Directions:
Substitute "palm" for "palm tree" in every row below and reproduce the text lines with nothing else changed. Omit the pictures from your output.

┌────────

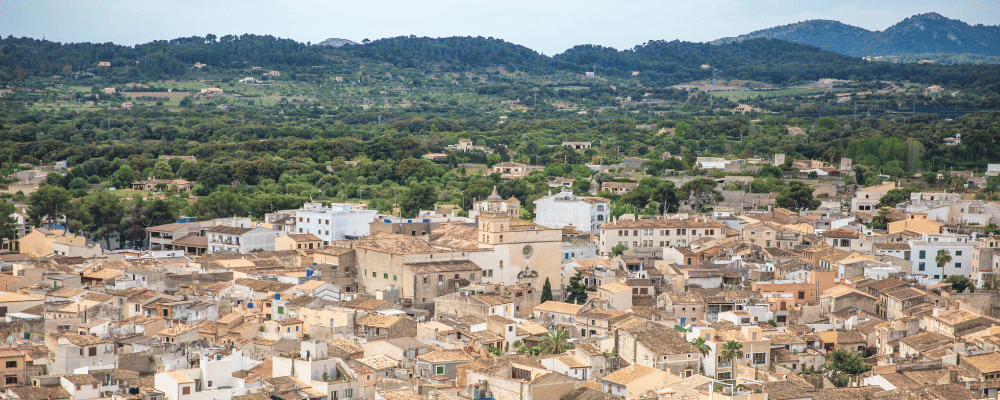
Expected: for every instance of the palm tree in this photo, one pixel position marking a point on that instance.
(700, 345)
(555, 341)
(943, 257)
(991, 229)
(732, 350)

└────────

Reply:
Expected: for every instance of the palm in this photo, one pixel position marking a point on that instance.
(700, 345)
(555, 341)
(943, 257)
(991, 229)
(732, 350)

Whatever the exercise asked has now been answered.